▶ [Data listing]:
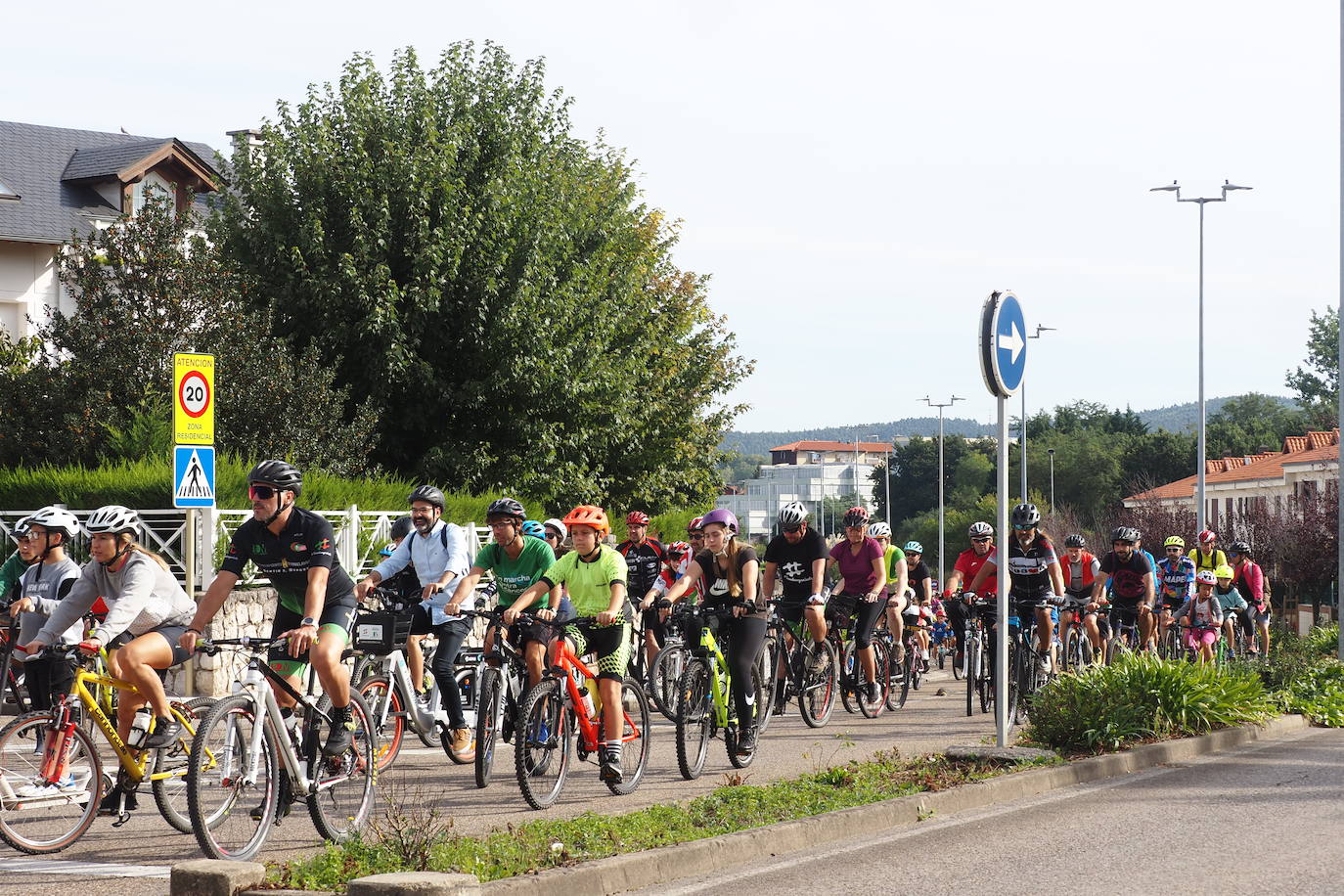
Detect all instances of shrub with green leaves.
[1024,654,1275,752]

* * *

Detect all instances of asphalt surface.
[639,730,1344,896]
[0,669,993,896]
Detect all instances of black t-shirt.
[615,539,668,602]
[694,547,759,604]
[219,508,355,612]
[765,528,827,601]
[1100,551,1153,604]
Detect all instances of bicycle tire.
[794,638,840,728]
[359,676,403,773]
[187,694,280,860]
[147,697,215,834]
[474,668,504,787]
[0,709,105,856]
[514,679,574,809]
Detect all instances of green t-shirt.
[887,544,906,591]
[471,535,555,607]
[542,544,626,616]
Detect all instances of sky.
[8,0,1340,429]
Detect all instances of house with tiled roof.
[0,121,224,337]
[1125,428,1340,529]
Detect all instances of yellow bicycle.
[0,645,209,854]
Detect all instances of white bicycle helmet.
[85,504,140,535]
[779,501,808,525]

▶ [Short task]: List the entries from the line that contains "Detect all instances of sky." through the line that contains "[779,501,808,525]" as a numbered list, leaving out blank lines. Include both of those lines.

▶ [Exercise response]:
1. Detect all instances of sky.
2. [8,0,1340,429]
3. Detect all instances of house with tiled roof.
4. [0,121,224,337]
5. [1125,428,1340,529]
6. Detect all instances of yellow bicycle.
7. [0,645,209,854]
8. Detect all instances of white bicycle helmet.
9. [85,504,140,535]
10. [779,501,808,525]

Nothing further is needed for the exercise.